PROVIDED MATERIAL:

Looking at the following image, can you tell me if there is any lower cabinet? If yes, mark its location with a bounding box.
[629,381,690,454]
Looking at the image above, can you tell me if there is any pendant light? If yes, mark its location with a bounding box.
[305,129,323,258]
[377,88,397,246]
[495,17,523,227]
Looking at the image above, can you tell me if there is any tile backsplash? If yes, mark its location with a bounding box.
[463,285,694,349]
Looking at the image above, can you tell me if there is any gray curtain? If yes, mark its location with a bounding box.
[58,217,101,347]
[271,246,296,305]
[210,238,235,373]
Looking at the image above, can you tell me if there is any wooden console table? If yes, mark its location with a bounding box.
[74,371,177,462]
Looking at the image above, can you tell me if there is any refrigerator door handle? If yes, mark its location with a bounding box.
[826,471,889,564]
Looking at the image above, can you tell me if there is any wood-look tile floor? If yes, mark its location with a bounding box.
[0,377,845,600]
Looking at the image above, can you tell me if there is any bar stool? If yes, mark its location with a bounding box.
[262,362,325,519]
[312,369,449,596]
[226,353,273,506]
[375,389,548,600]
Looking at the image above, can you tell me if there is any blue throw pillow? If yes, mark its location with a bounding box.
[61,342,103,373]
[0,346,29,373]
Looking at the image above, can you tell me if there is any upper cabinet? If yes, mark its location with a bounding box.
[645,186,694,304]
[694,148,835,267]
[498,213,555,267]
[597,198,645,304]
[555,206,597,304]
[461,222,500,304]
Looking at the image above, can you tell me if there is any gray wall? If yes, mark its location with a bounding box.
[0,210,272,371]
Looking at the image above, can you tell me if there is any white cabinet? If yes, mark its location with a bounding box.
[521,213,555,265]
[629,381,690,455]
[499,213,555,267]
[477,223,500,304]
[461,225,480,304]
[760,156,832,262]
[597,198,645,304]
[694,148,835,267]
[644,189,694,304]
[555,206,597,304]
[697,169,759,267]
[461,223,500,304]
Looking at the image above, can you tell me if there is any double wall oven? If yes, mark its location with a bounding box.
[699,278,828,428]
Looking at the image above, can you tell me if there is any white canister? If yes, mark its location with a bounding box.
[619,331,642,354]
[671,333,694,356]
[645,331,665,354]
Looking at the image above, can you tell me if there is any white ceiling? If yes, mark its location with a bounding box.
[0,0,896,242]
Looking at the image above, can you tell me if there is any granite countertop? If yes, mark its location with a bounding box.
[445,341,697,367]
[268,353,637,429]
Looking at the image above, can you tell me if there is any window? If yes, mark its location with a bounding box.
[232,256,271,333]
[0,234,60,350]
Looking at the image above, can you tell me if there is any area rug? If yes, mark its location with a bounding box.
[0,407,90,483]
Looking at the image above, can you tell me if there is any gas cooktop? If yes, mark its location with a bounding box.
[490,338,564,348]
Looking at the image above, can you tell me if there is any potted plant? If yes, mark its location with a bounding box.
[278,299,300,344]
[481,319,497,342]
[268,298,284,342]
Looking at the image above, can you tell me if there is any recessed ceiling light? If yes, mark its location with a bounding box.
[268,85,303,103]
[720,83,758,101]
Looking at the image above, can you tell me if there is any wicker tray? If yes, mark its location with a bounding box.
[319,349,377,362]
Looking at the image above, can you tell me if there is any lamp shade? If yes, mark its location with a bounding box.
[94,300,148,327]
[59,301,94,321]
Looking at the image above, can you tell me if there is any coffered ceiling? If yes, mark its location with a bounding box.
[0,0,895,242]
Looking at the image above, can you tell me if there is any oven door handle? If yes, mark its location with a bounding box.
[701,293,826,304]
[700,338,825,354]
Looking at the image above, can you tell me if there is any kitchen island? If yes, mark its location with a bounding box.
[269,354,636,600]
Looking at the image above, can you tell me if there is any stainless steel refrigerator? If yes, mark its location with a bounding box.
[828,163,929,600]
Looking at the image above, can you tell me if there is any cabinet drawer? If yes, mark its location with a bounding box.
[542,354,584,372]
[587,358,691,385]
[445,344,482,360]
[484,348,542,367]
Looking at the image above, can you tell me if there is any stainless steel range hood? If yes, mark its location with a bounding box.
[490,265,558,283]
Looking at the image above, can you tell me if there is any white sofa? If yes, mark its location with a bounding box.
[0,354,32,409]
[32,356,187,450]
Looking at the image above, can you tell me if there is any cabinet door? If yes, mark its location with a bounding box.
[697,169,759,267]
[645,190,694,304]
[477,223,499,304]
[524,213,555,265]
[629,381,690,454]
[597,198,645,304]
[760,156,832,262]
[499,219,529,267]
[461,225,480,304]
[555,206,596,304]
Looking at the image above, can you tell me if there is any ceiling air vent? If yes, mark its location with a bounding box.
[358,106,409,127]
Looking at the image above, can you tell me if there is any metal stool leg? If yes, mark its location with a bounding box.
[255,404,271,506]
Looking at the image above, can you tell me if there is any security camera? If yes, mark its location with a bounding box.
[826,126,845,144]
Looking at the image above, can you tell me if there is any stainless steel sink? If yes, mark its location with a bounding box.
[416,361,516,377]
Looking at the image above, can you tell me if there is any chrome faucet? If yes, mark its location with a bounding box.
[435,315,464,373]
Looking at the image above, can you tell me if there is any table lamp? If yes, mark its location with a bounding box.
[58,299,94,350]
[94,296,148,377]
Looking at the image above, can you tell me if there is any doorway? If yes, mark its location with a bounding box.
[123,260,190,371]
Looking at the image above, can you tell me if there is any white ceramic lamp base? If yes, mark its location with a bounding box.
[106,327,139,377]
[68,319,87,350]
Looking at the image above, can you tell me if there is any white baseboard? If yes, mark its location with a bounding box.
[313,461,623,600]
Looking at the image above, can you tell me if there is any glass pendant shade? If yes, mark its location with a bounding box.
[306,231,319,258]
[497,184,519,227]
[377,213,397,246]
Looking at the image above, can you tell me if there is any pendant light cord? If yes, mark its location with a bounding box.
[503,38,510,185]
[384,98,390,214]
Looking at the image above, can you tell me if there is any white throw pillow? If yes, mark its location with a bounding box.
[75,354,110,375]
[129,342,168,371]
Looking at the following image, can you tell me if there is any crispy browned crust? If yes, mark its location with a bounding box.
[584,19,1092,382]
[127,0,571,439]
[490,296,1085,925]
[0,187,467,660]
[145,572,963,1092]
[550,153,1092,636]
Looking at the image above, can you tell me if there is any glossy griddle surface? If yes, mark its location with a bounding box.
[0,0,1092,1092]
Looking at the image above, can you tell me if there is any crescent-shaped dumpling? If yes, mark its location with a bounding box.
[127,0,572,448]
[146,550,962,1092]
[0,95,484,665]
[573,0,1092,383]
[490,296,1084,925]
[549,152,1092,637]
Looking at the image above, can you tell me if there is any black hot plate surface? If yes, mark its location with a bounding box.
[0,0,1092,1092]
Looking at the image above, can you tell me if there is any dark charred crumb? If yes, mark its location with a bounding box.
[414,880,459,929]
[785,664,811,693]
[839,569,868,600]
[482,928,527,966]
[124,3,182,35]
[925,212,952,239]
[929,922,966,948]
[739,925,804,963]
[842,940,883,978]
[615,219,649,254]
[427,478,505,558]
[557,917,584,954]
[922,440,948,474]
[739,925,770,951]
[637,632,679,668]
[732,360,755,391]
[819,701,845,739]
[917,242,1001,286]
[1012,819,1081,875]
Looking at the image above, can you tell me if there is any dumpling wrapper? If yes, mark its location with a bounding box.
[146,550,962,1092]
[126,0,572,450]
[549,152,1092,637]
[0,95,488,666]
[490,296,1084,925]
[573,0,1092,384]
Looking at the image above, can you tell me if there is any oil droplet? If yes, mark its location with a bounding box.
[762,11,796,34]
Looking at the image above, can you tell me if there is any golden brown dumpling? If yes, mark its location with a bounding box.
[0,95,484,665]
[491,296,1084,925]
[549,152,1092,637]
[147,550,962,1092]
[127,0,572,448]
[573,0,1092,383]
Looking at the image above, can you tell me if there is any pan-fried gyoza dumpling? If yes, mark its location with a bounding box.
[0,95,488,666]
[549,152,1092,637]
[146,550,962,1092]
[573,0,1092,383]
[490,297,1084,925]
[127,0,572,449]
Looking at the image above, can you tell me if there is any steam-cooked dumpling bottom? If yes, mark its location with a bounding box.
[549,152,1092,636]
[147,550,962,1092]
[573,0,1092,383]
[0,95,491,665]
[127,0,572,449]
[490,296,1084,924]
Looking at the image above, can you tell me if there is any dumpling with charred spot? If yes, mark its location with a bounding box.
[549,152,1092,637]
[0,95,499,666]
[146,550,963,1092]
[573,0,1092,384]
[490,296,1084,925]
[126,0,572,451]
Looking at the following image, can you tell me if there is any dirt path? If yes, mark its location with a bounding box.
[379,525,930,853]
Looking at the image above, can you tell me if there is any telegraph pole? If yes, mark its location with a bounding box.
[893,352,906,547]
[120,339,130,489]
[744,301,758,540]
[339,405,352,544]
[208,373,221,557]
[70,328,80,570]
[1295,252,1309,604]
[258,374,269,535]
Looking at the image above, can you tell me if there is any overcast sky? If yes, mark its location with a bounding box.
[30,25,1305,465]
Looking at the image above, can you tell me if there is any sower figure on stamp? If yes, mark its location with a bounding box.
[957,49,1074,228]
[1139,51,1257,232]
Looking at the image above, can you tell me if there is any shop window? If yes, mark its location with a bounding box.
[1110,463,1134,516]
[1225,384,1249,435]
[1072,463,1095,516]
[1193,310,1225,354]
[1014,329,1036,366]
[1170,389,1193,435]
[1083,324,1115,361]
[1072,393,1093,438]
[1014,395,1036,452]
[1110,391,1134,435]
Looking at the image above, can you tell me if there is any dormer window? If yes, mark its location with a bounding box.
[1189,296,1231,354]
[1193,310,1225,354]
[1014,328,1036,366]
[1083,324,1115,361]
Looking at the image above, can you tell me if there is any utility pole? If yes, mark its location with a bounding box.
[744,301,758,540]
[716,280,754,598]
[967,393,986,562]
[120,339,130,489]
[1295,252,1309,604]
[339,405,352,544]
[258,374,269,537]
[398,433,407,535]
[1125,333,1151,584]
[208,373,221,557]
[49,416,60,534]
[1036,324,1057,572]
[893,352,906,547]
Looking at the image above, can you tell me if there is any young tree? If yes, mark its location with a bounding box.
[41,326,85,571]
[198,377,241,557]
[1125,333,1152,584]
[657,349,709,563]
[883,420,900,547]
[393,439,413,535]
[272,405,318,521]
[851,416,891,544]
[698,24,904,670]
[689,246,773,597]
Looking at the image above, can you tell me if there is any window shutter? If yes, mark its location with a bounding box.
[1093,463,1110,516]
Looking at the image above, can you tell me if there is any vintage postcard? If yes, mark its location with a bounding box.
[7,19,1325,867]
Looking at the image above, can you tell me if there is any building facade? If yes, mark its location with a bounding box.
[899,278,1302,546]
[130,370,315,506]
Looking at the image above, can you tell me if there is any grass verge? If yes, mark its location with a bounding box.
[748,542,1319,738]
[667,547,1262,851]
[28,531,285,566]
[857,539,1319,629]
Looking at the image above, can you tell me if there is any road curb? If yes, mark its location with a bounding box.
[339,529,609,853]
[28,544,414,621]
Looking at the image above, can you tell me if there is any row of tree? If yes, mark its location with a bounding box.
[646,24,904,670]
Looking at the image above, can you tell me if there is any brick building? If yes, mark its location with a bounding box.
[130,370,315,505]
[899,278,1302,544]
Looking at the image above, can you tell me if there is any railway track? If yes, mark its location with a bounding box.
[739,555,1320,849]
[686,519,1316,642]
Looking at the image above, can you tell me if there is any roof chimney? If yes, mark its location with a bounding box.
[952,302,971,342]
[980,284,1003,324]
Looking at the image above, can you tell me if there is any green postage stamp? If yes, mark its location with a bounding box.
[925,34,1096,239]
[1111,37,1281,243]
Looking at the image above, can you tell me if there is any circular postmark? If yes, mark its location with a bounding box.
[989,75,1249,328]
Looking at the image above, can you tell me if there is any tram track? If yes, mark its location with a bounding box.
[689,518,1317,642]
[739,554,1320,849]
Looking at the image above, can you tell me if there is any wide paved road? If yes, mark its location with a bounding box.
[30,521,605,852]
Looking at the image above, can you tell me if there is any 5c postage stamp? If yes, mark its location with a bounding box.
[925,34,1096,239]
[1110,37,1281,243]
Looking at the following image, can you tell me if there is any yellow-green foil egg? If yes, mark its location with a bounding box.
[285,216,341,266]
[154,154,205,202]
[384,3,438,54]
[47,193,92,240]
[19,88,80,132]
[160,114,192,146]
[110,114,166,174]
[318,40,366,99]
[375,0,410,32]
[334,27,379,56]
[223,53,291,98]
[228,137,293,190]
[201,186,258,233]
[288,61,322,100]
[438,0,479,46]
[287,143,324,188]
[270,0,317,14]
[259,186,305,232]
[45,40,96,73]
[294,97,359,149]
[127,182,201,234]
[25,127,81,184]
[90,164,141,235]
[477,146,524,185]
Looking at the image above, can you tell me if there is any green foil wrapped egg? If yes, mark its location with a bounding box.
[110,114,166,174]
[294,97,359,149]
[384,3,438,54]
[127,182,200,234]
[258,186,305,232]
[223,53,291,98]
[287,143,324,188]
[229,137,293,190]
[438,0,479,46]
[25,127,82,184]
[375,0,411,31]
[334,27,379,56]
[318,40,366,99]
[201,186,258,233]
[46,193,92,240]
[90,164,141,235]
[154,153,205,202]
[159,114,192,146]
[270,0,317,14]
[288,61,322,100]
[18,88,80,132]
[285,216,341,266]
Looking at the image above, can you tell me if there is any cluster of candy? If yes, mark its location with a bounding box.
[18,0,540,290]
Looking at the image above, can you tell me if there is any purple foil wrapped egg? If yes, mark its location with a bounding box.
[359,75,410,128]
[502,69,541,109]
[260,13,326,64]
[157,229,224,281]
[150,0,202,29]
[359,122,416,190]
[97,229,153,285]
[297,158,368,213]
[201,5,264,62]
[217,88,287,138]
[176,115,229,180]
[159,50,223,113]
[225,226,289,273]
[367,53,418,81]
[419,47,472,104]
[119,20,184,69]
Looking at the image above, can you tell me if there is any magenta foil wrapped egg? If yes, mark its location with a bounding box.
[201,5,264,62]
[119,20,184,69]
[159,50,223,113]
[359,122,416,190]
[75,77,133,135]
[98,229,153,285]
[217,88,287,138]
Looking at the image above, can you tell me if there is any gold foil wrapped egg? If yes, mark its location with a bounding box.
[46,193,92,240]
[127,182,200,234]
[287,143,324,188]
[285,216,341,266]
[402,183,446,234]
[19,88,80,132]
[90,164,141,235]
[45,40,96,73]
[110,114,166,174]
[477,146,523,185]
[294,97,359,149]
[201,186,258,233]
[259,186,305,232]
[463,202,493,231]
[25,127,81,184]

SHORT EXERCISE: Arrange the lines from the line with "stainless steel refrigerator?" to the line with "[123,260,190,371]" as a Markdown table with the columns No. and Line, numbering the rows and skipping blank lines.

SOLUTION FOR THIS PROBLEM:
| No. | Line |
|---|---|
| 1 | Looking at the image above, can you tell me if there is any stainless steel refrigerator? If yes, mark its location with a bounding box. |
| 2 | [828,163,929,600] |
| 3 | Looking at the image above, can you tell me if there is any cabinet drawer? If yes, mark its location with a bounding box. |
| 4 | [542,354,584,372] |
| 5 | [587,358,691,385] |
| 6 | [445,344,482,360] |
| 7 | [484,348,542,367] |
| 8 | Looking at the image above, can you tell me if there is any stainless steel range hood? If yes, mark its location with a bounding box. |
| 9 | [490,265,558,283] |
| 10 | Looking at the image above, can you tell me if there is any white sofa? If yes, mark its location with a bounding box. |
| 11 | [0,354,32,409] |
| 12 | [32,356,187,450] |
| 13 | Looking at the image above, can you tell me if there is any cabinet door? If yes, mark its location with a bounding box. |
| 14 | [697,169,759,267] |
| 15 | [645,190,694,304] |
| 16 | [477,223,499,304] |
| 17 | [524,213,555,265] |
| 18 | [629,381,690,454] |
| 19 | [597,198,645,304] |
| 20 | [760,156,832,262] |
| 21 | [499,219,529,267] |
| 22 | [461,225,480,304] |
| 23 | [555,206,596,304] |
| 24 | Looking at the image above, can you tell me if there is any ceiling air vent? If yes, mark its location with a bounding box. |
| 25 | [358,106,409,127] |
| 26 | Looking at the image above, can you tell me if there is any metal stool leg? If yes, mark its location with a bounding box. |
| 27 | [255,404,271,506] |
| 28 | Looking at the image above, can you tell me if there is any security camera? If yes, mark its location with a bounding box. |
| 29 | [826,126,845,144] |
| 30 | Looking at the image above, can you tell me if there is any stainless steel sink? If yes, mark its location with a bounding box. |
| 31 | [416,361,516,377] |
| 32 | Looking at the image above, can you tell me if there is any chrome faucet? If yes, mark its location with a bounding box. |
| 33 | [435,315,464,373] |
| 34 | Looking at the image above, can you tell me if there is any table lamp? If yes, mark its location with a bounding box. |
| 35 | [58,299,94,350] |
| 36 | [94,296,148,377] |
| 37 | Looking at the image above, can you tell me if there is any doorway? If yes, mark its location with a bounding box. |
| 38 | [123,260,190,371] |